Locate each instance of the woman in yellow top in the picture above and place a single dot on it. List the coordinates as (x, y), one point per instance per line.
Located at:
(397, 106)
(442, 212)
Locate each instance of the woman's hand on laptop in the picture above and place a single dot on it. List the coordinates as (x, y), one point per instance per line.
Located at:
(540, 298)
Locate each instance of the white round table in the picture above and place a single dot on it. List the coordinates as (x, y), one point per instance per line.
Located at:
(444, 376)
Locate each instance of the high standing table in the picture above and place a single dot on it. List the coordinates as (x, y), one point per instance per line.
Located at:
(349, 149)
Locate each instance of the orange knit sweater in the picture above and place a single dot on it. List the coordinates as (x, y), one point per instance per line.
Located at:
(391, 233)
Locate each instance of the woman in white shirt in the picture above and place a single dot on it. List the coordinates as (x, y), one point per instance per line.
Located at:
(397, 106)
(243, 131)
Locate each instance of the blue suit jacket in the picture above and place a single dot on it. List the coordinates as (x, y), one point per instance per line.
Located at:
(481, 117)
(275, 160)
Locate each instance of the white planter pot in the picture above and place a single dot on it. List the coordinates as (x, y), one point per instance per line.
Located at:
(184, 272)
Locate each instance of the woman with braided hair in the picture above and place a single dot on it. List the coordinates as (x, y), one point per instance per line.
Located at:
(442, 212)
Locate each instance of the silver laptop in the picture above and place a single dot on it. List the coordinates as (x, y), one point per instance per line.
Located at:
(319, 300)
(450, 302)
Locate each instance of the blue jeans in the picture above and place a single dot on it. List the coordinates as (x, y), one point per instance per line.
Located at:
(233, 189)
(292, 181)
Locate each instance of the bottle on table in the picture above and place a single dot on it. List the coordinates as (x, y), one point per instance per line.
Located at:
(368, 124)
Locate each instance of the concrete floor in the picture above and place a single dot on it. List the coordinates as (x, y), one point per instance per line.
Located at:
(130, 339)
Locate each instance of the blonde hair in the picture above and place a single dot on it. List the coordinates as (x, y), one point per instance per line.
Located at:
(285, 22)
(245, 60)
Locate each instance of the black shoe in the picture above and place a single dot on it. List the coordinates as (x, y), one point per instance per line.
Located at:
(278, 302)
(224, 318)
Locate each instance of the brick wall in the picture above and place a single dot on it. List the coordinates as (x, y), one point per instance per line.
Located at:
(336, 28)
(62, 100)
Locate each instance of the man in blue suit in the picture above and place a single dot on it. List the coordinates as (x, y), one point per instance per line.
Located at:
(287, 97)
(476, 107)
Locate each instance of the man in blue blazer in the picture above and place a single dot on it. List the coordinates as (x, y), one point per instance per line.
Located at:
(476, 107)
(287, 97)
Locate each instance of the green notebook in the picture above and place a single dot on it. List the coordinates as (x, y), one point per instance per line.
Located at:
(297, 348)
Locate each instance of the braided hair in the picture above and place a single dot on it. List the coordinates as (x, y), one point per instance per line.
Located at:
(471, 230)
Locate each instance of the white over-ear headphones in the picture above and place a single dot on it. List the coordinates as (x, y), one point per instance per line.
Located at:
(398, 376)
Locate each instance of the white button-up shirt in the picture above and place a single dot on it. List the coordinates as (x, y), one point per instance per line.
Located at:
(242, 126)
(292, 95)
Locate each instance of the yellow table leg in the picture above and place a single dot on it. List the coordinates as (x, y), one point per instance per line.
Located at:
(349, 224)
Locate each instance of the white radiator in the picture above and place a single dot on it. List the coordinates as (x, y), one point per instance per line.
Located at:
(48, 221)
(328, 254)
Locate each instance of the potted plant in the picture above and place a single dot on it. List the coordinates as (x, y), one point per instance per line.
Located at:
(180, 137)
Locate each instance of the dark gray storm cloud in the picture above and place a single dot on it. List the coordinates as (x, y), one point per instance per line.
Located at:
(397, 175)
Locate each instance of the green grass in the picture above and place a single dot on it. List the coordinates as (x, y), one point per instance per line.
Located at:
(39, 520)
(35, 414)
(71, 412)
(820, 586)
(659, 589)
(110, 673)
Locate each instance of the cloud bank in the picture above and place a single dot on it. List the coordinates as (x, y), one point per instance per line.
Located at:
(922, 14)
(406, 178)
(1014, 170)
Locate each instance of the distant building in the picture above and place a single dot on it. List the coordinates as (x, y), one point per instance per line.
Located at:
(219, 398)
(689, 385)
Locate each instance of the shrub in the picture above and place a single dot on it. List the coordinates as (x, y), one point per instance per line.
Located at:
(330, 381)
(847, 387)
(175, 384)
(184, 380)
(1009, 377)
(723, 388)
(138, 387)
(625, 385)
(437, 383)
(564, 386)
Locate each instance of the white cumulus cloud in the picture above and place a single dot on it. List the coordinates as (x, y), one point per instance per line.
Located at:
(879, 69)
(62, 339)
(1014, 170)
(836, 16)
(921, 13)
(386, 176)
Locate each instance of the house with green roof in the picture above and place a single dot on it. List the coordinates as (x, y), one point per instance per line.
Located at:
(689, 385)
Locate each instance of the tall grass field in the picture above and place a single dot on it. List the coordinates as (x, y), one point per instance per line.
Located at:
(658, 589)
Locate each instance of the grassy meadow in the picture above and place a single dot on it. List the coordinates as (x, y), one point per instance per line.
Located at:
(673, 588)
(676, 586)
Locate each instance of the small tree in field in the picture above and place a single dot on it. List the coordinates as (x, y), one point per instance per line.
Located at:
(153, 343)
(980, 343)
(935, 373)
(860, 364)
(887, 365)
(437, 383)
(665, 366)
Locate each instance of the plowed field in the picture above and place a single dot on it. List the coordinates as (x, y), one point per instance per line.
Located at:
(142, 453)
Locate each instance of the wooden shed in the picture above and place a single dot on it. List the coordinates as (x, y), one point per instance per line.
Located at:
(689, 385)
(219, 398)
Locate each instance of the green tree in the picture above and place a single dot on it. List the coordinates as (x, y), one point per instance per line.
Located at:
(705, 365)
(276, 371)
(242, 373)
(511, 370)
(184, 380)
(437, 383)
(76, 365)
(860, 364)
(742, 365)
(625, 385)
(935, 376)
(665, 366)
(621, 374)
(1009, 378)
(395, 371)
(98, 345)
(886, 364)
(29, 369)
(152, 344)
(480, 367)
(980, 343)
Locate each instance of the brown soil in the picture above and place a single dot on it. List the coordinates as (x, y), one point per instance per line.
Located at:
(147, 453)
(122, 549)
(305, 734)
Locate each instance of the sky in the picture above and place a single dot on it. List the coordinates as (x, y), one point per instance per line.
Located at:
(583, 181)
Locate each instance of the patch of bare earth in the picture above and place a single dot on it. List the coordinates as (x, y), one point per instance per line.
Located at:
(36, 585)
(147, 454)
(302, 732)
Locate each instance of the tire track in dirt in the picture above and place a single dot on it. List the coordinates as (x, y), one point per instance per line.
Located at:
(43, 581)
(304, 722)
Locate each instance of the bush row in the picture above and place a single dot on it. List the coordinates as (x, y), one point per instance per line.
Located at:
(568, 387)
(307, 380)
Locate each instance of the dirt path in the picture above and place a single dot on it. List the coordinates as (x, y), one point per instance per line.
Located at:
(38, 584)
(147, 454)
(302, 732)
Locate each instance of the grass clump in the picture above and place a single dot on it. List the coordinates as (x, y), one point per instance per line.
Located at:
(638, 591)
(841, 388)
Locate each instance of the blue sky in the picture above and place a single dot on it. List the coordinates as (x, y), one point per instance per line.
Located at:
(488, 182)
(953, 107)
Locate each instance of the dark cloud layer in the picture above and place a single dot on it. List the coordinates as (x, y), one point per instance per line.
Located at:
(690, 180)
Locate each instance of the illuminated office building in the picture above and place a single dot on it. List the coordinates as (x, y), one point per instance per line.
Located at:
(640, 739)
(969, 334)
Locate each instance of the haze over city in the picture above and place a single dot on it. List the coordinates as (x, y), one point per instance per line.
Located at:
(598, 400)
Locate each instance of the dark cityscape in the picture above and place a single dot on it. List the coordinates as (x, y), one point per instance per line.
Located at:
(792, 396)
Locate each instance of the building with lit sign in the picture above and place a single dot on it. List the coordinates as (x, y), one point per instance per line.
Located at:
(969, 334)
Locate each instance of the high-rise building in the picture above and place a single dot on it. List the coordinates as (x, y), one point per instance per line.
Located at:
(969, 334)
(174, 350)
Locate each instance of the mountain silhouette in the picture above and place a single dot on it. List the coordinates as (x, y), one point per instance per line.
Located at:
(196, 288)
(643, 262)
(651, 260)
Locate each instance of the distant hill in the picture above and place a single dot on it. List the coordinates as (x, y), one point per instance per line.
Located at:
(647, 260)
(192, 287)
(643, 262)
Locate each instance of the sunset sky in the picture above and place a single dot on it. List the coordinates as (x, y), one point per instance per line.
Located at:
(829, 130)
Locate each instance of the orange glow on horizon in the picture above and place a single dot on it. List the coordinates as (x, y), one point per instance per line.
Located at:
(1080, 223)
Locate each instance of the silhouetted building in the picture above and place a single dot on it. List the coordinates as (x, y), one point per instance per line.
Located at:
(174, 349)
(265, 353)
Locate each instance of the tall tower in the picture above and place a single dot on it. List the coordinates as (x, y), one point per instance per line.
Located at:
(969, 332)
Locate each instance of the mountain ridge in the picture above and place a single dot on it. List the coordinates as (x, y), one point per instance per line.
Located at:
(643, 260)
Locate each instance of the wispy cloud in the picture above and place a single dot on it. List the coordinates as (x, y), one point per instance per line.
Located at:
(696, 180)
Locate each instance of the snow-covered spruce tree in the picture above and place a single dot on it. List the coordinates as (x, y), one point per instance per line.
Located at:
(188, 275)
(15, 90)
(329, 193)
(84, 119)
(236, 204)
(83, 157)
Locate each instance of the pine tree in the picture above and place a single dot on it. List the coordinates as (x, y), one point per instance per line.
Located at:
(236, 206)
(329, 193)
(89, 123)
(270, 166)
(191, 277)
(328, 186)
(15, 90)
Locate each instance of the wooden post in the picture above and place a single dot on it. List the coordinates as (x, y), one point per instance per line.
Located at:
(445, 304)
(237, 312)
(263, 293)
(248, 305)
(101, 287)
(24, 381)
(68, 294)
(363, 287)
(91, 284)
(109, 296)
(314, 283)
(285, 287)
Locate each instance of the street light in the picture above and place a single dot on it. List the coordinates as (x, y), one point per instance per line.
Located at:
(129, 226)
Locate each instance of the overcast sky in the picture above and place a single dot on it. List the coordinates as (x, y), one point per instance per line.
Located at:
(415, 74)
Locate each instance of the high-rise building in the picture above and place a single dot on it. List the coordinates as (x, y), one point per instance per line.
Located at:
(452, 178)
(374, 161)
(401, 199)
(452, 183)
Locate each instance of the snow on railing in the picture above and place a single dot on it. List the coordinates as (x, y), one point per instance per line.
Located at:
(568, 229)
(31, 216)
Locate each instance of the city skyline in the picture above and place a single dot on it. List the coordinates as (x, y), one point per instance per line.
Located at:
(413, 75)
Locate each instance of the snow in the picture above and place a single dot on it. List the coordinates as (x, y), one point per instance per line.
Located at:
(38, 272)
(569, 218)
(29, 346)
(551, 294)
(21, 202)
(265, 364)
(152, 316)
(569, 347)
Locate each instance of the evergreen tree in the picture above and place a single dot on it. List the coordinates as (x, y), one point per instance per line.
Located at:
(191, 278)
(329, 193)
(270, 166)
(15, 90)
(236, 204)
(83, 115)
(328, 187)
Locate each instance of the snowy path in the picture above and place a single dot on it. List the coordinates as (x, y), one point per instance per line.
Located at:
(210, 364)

- **What the task asks**
Lay out the material from the line containing "Locate each instance of the overcast" through the end of the material as a two-column CSV with columns input and output, one row for each input and its output. Put each value in a single quoted field, with line breaks replaced by spaces.

- **Completed task**
input,output
"Locate each instance of the overcast sky in the picture above and place a single dot on it. List the coordinates as (x, y), one point per instance per line. Located at:","(415, 74)"
"Locate each instance of the high-rise building in the picture above and place a single dot on it. List the coordinates as (x, y), one point per instance per line. Located at:","(452, 178) (374, 161) (401, 199) (452, 183)"
"Locate each instance of the snow on railing in the picture above and place a single dot on it. List the coordinates as (x, y), one point per instance per line. Located at:","(568, 229) (31, 216)"
"Locate each instance of the city skyline in the picture above and place a single dot on it. List the coordinates as (x, y), one point per instance per line. Located at:","(413, 75)"
"Locate each instance of the snow in the picture above and place a single dot on it. List the coordinates as (x, y), one point per instance per line. Located at:","(38, 272) (569, 218) (29, 346) (551, 294) (21, 202) (265, 364) (152, 316) (569, 347)"
"Locate each instance of the evergreen tree in the picture above and place a single dot on it. List the coordinates as (x, y), one point per instance per line. Located at:","(191, 278) (329, 193) (270, 166) (15, 90) (236, 204) (83, 115) (328, 187)"
"Locate each instance of the snowy path in the picture above and place a single dot on it. List the coordinates as (x, y), one point per instance per line. Located at:","(210, 364)"